STATED TASK: Each entry below should be returned exactly as is, with the pictures removed.

GIVEN DATA:

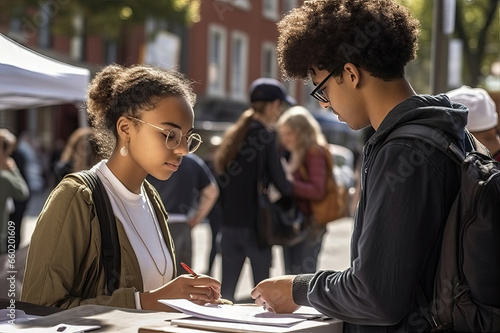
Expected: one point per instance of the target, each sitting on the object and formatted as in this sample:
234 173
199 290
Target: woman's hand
275 294
198 289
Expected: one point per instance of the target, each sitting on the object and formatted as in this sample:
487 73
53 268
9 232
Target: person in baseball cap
268 89
483 116
247 155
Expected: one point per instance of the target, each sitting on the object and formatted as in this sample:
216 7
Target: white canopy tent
29 79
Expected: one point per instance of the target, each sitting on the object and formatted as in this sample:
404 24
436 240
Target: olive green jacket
64 266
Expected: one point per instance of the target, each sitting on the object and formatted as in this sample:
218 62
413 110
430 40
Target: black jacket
407 192
238 183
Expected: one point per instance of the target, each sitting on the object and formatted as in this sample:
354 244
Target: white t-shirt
141 226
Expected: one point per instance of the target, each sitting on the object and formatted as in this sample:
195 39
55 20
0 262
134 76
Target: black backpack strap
110 244
433 137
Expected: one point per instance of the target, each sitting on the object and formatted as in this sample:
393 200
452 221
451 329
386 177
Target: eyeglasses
318 92
174 136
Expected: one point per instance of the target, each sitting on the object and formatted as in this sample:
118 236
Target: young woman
248 146
144 119
301 136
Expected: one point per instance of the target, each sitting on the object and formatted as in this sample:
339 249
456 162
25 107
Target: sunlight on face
288 137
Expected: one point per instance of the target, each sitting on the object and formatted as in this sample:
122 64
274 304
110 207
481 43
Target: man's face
342 97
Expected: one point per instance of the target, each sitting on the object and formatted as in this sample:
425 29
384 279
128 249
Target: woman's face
288 137
148 143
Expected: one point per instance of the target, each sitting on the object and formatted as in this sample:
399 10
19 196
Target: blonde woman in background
306 168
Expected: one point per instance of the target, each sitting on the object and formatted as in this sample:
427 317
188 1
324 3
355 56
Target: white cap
482 109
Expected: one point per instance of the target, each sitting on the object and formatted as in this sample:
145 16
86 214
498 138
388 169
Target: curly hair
116 91
379 36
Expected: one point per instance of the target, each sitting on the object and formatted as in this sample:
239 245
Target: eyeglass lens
174 138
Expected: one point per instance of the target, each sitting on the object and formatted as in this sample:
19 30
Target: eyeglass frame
317 93
188 137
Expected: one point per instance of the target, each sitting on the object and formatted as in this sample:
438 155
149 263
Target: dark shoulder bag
110 243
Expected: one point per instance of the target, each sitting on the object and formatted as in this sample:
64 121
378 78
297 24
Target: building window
288 5
242 4
216 60
239 65
269 62
270 9
291 88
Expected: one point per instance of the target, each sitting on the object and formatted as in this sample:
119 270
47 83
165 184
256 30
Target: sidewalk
334 253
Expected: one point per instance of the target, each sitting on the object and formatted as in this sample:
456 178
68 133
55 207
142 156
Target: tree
476 27
476 24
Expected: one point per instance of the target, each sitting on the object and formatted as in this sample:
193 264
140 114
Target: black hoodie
407 192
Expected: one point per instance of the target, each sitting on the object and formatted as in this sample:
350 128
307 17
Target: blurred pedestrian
144 118
300 134
483 117
19 206
188 196
250 142
80 153
355 52
12 186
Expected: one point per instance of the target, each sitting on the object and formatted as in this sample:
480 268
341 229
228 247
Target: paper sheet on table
241 314
8 328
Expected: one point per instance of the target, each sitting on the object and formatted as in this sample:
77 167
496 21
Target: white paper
239 314
61 328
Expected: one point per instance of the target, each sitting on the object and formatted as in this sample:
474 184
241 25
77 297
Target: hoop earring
124 151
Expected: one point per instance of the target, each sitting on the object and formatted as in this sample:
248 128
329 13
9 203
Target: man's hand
275 294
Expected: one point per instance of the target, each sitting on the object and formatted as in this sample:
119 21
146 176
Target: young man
355 53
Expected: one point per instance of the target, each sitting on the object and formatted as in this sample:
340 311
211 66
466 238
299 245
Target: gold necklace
137 232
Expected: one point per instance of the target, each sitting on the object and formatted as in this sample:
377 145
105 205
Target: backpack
467 283
110 244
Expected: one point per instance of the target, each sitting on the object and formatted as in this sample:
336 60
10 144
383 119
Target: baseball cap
482 109
268 89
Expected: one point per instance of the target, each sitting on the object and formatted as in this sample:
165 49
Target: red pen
190 271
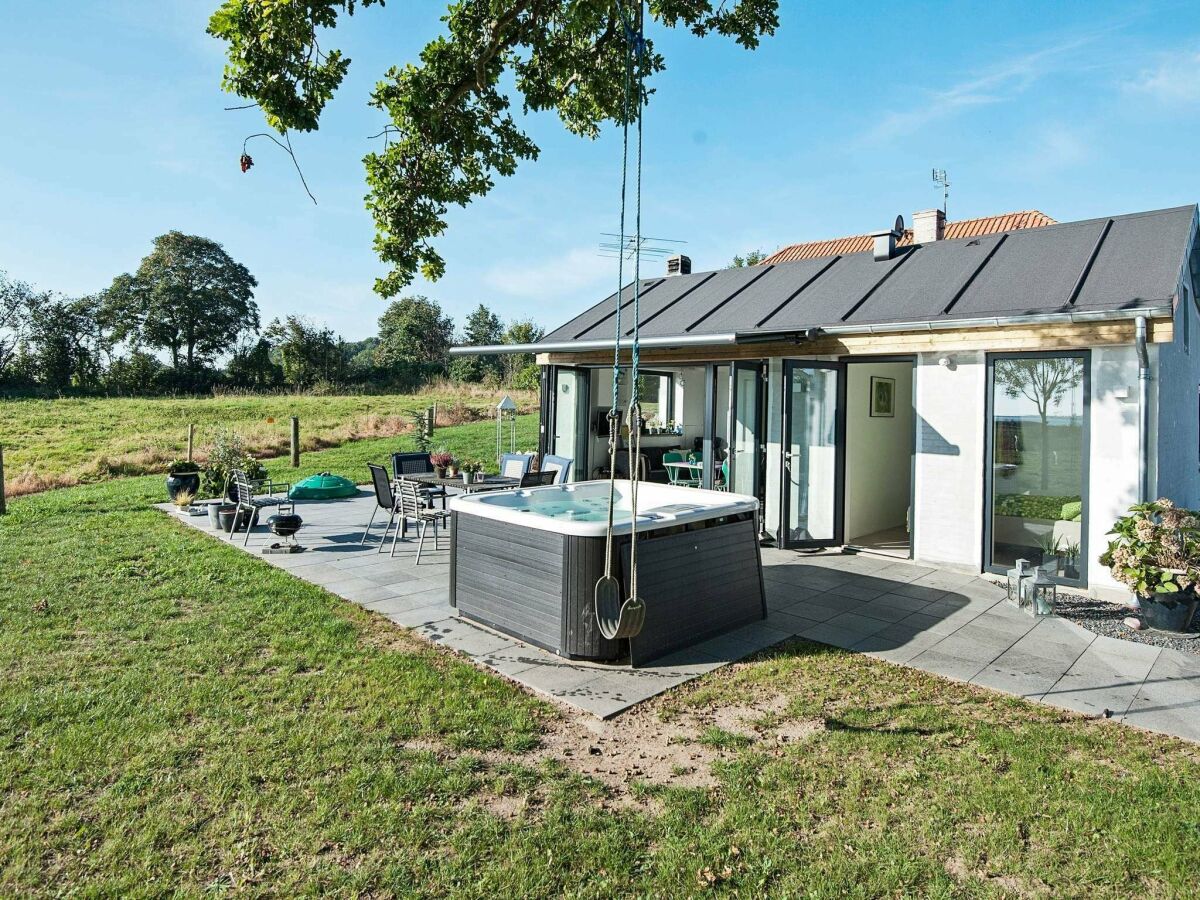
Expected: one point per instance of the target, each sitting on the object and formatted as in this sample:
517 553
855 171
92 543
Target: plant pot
187 481
226 515
1168 615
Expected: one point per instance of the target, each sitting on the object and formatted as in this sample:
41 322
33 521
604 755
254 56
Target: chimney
928 226
679 264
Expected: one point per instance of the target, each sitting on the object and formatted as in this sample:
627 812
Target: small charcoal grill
285 525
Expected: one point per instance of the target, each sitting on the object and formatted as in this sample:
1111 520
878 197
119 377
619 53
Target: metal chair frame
409 507
246 502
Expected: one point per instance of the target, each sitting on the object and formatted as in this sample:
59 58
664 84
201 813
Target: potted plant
1156 553
183 475
1071 561
441 460
183 501
227 454
1051 547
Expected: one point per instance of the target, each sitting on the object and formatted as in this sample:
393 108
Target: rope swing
617 618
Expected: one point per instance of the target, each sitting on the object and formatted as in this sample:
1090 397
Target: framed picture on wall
883 396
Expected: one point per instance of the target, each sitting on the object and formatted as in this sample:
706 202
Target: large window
1038 408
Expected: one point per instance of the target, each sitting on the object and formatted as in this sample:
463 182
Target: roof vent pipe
928 226
679 264
1143 408
885 244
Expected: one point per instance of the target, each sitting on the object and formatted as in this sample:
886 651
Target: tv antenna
648 249
942 180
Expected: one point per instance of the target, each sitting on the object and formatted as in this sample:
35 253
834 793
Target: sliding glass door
747 445
1038 409
813 460
565 408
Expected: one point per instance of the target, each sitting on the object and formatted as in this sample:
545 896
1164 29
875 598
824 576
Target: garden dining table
490 483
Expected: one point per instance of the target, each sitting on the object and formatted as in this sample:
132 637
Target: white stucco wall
879 451
948 471
1113 455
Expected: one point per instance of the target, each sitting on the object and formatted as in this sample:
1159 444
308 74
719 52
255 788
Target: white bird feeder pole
505 409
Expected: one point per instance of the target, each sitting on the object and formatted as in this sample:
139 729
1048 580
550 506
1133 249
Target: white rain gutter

EXERCISE RESPONSE:
Expected: one point per instance of the target, each sitting on the object and formatted as in this sample:
234 173
199 290
Target: woman's hand
275 294
198 289
Expected: one point per instance of the target, each sitting on the object and formatted as in this sample:
487 73
53 268
9 232
Target: person in baseball cap
268 89
483 116
247 155
Expected: one point per instance of the target, each sitting on the object and formatted as in this sample:
216 7
Target: white canopy tent
29 79
Expected: one point per instance of the target, each sitting on the object and formatted as in this sample:
404 24
436 240
Target: olive green jacket
64 266
Expected: one point per instance of the target, each sitting on the object and formatted as in this sample:
218 62
413 110
430 40
Target: black jacket
407 192
238 183
Expected: one point per instance of the target, each sitting on the object and formatted as in this sample:
354 244
Target: white t-shirt
141 226
Expected: one point per instance of the target, each sitting on the object and formatted as in this sample:
195 39
55 20
0 262
134 76
Target: black backpack strap
110 244
433 137
Expected: one point per instance of the target, each sitting on the object and formatted as in this sample:
393 200
452 221
451 329
386 177
Target: eyeglasses
318 92
174 136
Expected: one point per instance of the target, each sitting on the object and formatted as in this sample:
118 236
Target: young woman
248 146
144 119
301 136
Expected: one point per instance of the target, each sitting on the object and formatted as in this sample:
339 249
456 162
25 107
Target: sunlight on face
288 137
Expected: one point per instance of the target, each sitting on the object and formatted as in this sample:
122 64
274 304
110 207
481 43
Target: man's face
342 97
Expected: one point per instance of the target, each sitting on the object and formatted as in this sample:
425 29
384 279
128 249
Target: woman's face
288 137
148 143
Expected: one point per instance of the target, each sitting on the object and formatted as in this sample:
399 10
19 196
Target: blonde woman in background
306 168
Expected: one point per instance of the target, each sitting on the object and formatted as in this sample:
427 317
188 1
324 3
355 56
Target: white cap
482 109
Expected: one point per instance of the target, each sitting on the object and formatted as in this sample:
145 16
86 214
498 138
388 169
Target: curly hair
116 91
379 36
Expected: one point per instance of the target, each sitting on the object and formatted as in this sample:
239 245
Target: eyeglass lens
174 138
Expected: one point per instance of the target, each sitting on the object and formatted as in this sample:
19 30
Target: eyeglass frame
317 93
188 137
Expected: one point per instance of the target, each sitting on the object and formatted as in this sample:
438 155
149 263
Target: dark shoulder bag
110 243
Expected: one point per instance of the target, each sitting on the object and formatted as in this sample:
64 121
378 78
297 24
Target: building window
288 5
242 4
216 60
239 65
269 62
270 9
291 88
Expected: one point per instance of the target, each sitting on the object and formatted as in this sample:
119 270
47 83
165 184
256 30
Target: sidewalk
334 253
Expected: one point per instance of the target, each sitting on the object and formatted as in this sample:
456 178
68 133
55 207
142 156
Target: tree
476 27
476 24
Expected: one point per instance of the target, each sitting on the object and formatted as in this sample:
193 264
140 114
Target: black hoodie
407 192
Expected: one point per instance of the target, each sitting on the object and formatted as in this sample:
350 128
307 17
Target: blurred pedestrian
144 118
300 134
483 117
19 206
188 196
250 142
80 153
355 52
12 186
Expected: one point per instance of the target, each sitting on the object and formatted as in this sample:
480 268
341 229
228 247
Target: paper sheet on table
241 314
8 328
Expected: one point per instance of the target, each sitting on the object and formatted as in this sample:
77 167
496 21
Target: white paper
239 314
61 328
Expected: one point per instance of the target, each sitting on the object and formatted as in this sample:
474 184
241 25
77 297
Target: hoop earring
124 151
Expected: one point per instance of the target, each sitting on the object and formatted as in this sample:
248 128
329 13
9 203
Target: man's hand
275 294
Expected: one point per instance of the target, each sitting on the object and formatted as in this sample:
119 21
146 176
Target: young man
355 53
Expected: one point per instance of the target, each sitting on the object and formatted as in this sample:
340 311
211 66
466 238
299 245
Target: gold necklace
137 232
Expected: one point per instance of the target, each sitting on the object and formatted as in this sample:
377 145
105 205
Target: backpack
467 283
110 244
Expected: one point per instance of the target, each sitting on the object and formatted as in this sample:
336 60
10 144
383 119
Target: baseball cap
482 109
268 89
Expected: one point per instance of the target, each sitting on the object and formatted as in this sample:
165 49
Target: red pen
190 271
Expected: one point per instance of the target, each sitting on the object and formatted as in this sample:
517 553
855 171
92 543
Target: plant pot
187 481
226 515
1168 615
Expected: one point per instance of the target, each sitting on the object and formatted as in this sample:
41 322
33 521
604 755
254 56
Target: chimney
928 226
679 264
Expected: one point per instance of the target, each sitting on the object and formatted as in this sample:
627 812
Target: small charcoal grill
285 525
Expected: one point per instance of the target, each sitting on the object and formatted as in this sample:
1111 520
878 197
119 377
619 53
Target: metal chair frame
409 507
246 502
Expected: one point per instance of the target, each sitting on the object and formatted as in this sample:
59 58
664 84
201 813
Target: potted plant
1156 553
183 475
1071 561
441 460
183 501
227 454
1051 547
Expected: one point per instance of the target, each sitting on the object and formatted as in this sample:
393 108
Target: rope swing
617 618
Expected: one point per instance of the target, each sitting on the object and formatted as in this sample:
1090 397
Target: framed picture on wall
883 396
Expected: one point per instance of the target, each sitting on the object and formatted as in this sample:
706 202
Target: large window
1038 408
Expected: one point per instance of the target, each sitting on the object and formatted as in this sample:
463 182
Target: roof vent pipe
928 226
679 264
1143 408
885 244
Expected: one point per instance of the target, each sitting on the object and formatted as in this sample:
886 651
Target: tv antenna
648 249
942 180
Expected: one point per instance of the target, each sitting on the object and formatted as in this sample:
35 253
834 793
Target: sliding glass door
747 445
1038 409
813 460
565 408
Expected: one point per instance of the target, each sitting on the object and formatted as in this sample:
545 896
1164 29
875 598
824 576
Target: garden dining table
490 483
Expected: one point per instance of the target, each sitting on the object and formatted as in this sample:
132 637
Target: white stucco wall
879 451
948 471
1113 455
Expected: one point per instance of the target, each sitting on the object and formatted as in this sample:
1159 444
308 74
719 52
255 788
Target: white bird feeder pole
505 409
Expected: one point per instance of the target, each sitting on the object and formatted as in this sample:
139 729
1048 580
550 506
1133 249
Target: white rain gutter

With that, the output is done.